# TASK TO CARRY OUT:
Start at the line in the entries below that contains "Query: shirt collar", stop at the line that contains "A single pin marks each instance of the man in blue", and output exactly the lines in that span, both ends included.
═══ RECORDS FOR THE EXERCISE ═══
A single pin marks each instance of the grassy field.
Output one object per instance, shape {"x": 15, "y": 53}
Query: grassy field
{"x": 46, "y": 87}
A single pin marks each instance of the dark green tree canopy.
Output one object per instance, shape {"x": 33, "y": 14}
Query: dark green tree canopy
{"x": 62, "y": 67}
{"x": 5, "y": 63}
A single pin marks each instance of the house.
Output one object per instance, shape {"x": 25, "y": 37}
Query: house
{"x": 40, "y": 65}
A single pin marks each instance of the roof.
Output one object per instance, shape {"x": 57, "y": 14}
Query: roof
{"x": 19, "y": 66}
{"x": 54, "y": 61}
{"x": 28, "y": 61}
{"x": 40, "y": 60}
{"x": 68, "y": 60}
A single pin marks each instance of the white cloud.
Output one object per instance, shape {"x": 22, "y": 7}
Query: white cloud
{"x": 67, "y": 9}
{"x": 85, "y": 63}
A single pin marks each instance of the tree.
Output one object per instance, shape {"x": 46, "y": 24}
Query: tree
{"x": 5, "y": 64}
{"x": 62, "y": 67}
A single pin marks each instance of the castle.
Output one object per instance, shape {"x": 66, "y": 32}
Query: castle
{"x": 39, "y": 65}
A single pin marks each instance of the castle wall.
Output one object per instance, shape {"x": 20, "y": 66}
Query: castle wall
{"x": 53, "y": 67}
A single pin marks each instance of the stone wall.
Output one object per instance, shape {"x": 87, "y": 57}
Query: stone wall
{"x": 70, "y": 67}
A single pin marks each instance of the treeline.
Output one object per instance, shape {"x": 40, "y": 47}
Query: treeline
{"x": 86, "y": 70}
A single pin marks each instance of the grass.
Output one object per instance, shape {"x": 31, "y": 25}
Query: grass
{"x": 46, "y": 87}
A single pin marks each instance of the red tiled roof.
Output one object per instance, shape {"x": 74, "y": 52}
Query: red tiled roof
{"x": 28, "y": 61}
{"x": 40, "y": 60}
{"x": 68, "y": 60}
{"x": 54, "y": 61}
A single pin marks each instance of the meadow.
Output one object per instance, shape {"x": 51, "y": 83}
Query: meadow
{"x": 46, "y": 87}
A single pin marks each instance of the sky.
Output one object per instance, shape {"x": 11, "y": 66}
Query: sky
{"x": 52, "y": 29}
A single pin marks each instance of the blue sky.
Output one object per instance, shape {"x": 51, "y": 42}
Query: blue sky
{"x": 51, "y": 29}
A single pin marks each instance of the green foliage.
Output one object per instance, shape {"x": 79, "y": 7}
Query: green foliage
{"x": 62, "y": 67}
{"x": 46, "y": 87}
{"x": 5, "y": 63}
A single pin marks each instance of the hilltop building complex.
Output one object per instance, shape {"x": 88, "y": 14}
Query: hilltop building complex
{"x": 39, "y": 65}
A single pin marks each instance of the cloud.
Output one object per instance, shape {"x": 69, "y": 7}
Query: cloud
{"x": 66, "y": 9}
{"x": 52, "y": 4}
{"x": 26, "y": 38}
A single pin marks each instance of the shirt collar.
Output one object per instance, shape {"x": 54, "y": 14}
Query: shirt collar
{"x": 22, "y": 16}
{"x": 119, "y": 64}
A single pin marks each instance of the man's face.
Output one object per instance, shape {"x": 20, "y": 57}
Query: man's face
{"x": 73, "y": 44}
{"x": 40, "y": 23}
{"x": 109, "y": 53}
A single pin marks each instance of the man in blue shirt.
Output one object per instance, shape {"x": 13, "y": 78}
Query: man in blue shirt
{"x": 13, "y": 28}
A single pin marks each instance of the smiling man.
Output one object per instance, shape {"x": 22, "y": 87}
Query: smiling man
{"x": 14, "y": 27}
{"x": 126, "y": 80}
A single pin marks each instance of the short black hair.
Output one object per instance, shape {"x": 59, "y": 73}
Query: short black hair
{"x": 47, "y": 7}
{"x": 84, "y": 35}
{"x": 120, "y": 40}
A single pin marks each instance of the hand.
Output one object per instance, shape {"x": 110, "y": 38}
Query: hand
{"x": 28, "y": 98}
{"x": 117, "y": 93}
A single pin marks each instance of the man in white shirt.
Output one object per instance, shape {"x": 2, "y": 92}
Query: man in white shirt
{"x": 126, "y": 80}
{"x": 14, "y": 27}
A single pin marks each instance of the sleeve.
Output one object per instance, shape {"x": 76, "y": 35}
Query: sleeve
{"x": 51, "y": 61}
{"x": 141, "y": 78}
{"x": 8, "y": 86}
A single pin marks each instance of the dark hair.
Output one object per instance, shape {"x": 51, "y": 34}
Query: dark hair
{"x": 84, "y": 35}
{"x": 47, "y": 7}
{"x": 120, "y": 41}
═══
# OUTPUT OF THE TASK:
Query: shirt collar
{"x": 22, "y": 16}
{"x": 119, "y": 64}
A single pin marks each instance of the man's face.
Output one object per instance, shape {"x": 20, "y": 57}
Query: man's face
{"x": 73, "y": 44}
{"x": 40, "y": 23}
{"x": 109, "y": 53}
A single pin marks each instance of the man in blue shirt.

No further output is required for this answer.